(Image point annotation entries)
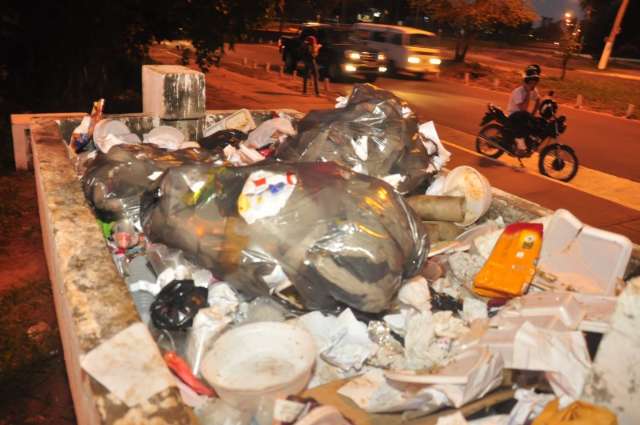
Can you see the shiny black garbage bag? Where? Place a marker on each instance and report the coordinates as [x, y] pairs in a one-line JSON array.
[[376, 133], [316, 234], [113, 182]]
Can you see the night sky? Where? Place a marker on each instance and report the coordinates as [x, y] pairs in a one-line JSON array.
[[556, 8]]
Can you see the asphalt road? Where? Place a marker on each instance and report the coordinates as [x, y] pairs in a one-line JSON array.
[[602, 142], [239, 90]]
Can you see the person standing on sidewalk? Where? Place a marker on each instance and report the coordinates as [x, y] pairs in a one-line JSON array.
[[310, 49]]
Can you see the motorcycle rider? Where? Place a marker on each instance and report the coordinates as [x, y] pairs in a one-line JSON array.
[[518, 109]]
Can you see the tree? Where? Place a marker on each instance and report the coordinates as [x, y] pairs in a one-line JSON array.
[[569, 44], [599, 17], [470, 17], [60, 55]]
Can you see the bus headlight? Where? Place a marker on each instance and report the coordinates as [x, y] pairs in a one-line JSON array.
[[352, 55]]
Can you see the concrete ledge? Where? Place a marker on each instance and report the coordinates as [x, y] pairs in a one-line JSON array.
[[92, 301]]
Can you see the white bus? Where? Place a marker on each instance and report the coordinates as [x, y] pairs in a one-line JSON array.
[[408, 50]]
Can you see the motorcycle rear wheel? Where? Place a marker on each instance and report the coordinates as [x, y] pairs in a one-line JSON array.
[[558, 162], [491, 132]]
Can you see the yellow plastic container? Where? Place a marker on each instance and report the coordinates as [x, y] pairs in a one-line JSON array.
[[577, 413], [512, 263]]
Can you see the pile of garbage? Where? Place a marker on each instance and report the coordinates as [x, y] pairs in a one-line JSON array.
[[272, 259]]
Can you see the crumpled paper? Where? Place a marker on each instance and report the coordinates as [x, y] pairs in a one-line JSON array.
[[342, 341], [428, 130], [454, 419], [415, 293], [530, 404], [483, 370], [451, 287], [268, 132], [563, 355], [129, 365], [242, 155], [372, 392], [474, 309], [429, 338], [465, 266], [448, 326]]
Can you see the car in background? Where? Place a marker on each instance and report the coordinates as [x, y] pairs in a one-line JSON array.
[[408, 50], [340, 55]]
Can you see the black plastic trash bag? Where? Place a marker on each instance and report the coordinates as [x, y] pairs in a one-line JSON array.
[[177, 304], [316, 234], [113, 182], [376, 133]]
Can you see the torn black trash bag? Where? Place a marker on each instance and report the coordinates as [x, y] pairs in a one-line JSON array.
[[376, 133], [332, 236], [113, 182]]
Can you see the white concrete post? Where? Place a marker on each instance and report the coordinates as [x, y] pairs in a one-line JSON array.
[[630, 109]]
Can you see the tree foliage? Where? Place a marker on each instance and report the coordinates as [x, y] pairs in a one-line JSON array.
[[471, 17], [60, 55], [599, 17]]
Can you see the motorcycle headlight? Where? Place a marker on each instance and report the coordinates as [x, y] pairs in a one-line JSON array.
[[562, 124], [350, 54]]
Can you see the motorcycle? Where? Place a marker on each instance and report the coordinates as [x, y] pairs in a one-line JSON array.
[[498, 136]]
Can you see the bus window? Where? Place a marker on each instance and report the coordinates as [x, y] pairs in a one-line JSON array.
[[422, 40], [378, 36], [396, 39]]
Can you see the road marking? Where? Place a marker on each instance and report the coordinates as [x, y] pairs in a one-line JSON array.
[[593, 182]]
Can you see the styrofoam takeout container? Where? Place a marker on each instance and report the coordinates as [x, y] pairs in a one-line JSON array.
[[259, 360]]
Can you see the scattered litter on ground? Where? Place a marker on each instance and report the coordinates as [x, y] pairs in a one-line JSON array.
[[267, 279]]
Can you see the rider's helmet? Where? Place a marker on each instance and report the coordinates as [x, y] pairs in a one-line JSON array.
[[532, 73], [548, 108]]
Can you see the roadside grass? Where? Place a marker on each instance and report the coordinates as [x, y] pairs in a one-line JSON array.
[[600, 93]]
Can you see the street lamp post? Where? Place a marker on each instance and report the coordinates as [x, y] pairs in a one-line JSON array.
[[608, 46]]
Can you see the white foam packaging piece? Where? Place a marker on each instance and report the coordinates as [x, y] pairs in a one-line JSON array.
[[585, 258]]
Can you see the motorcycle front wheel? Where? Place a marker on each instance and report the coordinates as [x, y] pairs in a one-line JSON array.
[[558, 162], [492, 132]]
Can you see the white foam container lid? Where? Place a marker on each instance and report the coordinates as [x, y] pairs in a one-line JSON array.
[[588, 259]]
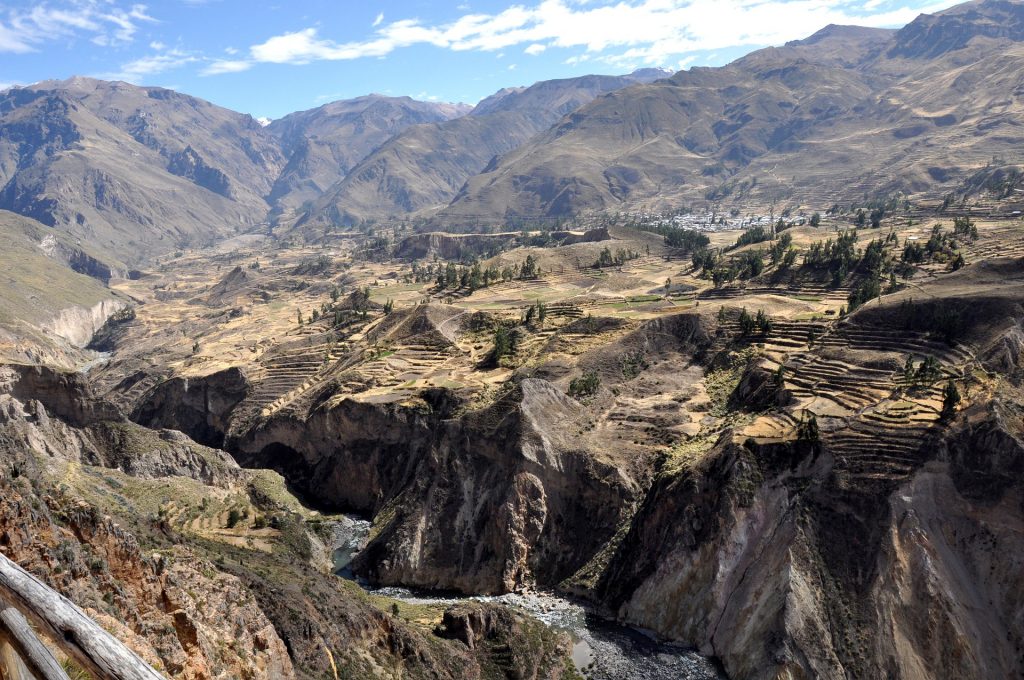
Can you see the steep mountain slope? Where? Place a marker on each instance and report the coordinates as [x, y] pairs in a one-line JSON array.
[[133, 171], [324, 143], [424, 166], [52, 297], [846, 112]]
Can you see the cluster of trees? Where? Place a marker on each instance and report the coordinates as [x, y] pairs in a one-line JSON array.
[[838, 256], [758, 234], [476, 277], [759, 324], [782, 252], [686, 240], [807, 428], [505, 342], [538, 311], [925, 373], [359, 306], [607, 259], [944, 320], [584, 386], [940, 247]]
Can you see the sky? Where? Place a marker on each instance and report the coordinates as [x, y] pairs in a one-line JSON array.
[[270, 58]]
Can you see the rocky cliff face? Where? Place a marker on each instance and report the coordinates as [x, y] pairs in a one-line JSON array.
[[112, 514], [78, 325], [201, 407], [758, 556]]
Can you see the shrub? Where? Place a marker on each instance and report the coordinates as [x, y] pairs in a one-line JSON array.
[[585, 385]]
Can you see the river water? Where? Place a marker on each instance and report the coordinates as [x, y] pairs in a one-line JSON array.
[[601, 649]]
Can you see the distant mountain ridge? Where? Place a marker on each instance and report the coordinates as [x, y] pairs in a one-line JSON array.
[[846, 113], [324, 143], [424, 166]]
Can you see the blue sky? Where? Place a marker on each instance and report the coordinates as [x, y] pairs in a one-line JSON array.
[[268, 58]]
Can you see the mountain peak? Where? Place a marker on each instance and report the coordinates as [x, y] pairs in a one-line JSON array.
[[932, 35]]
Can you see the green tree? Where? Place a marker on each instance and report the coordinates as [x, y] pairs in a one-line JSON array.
[[950, 399], [807, 429], [585, 385], [504, 343]]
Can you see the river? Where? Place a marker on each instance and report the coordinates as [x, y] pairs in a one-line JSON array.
[[601, 649]]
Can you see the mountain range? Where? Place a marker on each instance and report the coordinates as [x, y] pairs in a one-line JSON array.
[[139, 171]]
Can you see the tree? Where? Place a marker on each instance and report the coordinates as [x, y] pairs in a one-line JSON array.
[[585, 385], [807, 428], [504, 343], [747, 323], [528, 267], [950, 399]]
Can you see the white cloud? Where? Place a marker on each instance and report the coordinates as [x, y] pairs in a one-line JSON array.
[[219, 67], [138, 70], [635, 32], [102, 22]]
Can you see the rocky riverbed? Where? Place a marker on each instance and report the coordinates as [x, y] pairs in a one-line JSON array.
[[601, 649]]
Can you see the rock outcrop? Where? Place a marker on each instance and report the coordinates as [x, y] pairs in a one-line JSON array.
[[485, 502]]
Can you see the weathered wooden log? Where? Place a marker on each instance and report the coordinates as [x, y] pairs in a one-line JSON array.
[[11, 666], [76, 634], [34, 653]]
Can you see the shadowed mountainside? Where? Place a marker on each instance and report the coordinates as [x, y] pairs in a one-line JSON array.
[[846, 113]]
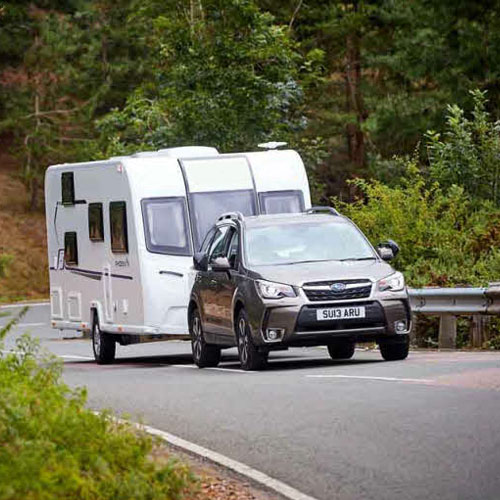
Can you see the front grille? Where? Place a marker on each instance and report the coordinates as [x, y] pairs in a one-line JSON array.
[[321, 290], [307, 321]]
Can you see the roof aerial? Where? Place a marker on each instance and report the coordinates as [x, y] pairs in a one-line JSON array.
[[271, 145]]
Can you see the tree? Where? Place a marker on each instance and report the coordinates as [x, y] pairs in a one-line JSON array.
[[224, 75]]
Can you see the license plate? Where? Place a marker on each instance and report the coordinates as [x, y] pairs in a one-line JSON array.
[[339, 313]]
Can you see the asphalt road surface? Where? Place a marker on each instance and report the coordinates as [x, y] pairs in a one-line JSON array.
[[427, 427]]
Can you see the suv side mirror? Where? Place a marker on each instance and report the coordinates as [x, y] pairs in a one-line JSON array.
[[200, 261], [388, 249], [385, 253], [220, 264]]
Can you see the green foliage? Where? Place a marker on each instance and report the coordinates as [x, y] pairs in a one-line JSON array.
[[224, 75], [469, 153], [54, 448], [445, 239], [5, 261]]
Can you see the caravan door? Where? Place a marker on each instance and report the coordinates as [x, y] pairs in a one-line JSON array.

▸ WHAT THE TASK ASKS
Copy out, verbatim, the lines beginning with the one containing "Can you see the motorcycle headlight?" and ending with the one containing "[[498, 136]]".

▸ CORRECT ANSWER
Can you see the motorcycle headlight? Where? Place a marker on each instance and report the coordinates as [x, y] pairs in a one-line JSON array.
[[562, 124], [350, 54]]
Can you see the motorcycle? Where? Place a marker on each instance and report the coordinates as [x, y] pairs in a one-line JSON array.
[[498, 136]]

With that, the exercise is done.